**To do**
In your copy of the data below, reproduce every entry exactly and omit the pictures.

**Source records**
==============================

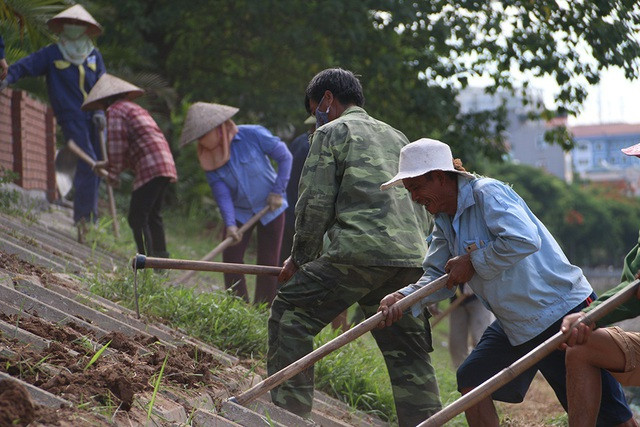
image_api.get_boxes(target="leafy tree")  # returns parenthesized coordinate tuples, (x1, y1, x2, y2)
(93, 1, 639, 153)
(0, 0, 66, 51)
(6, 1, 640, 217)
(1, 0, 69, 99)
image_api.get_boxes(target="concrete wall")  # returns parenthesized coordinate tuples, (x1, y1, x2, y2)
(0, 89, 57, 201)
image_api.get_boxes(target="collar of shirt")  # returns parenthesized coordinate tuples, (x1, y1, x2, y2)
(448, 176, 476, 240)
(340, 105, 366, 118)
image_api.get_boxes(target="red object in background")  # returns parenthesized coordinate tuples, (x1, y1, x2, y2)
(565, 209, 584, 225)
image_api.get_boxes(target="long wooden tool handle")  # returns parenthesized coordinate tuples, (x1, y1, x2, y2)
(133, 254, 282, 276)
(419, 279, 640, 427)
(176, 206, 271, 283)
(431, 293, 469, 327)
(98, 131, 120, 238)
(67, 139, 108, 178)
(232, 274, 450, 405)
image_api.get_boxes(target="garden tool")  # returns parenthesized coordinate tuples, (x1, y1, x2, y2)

==============================

**Answer space**
image_api.get_boxes(target="leafy tree")  # returns parenthesized coordinate tuples, (x1, y1, x2, y2)
(93, 1, 639, 153)
(0, 0, 66, 51)
(6, 1, 640, 217)
(1, 0, 69, 99)
image_api.get_boxes(target="concrete wall")  # returns parenthesized coordinate tuples, (x1, y1, x2, y2)
(0, 89, 57, 201)
image_api.get_boxes(target="collar of shirt")  # returns parenthesized coordinate tuples, (x1, y1, x2, y2)
(448, 176, 476, 240)
(340, 105, 366, 118)
image_api.get_boxes(target="red object in background")  # returns parenthesized coordinate tuples, (x1, y1, x2, y2)
(565, 209, 584, 225)
image_api.get_boxes(target="long wooden tool handle")  # returns parenthesized coordinate tuples, (x1, y1, x2, y2)
(133, 254, 282, 276)
(419, 279, 640, 427)
(176, 206, 271, 283)
(431, 293, 469, 327)
(98, 131, 120, 238)
(67, 139, 108, 178)
(232, 274, 450, 405)
image_api.get_boxes(target="garden tool")  # returns parenthesized coordinate tuples, (x1, y1, x2, y2)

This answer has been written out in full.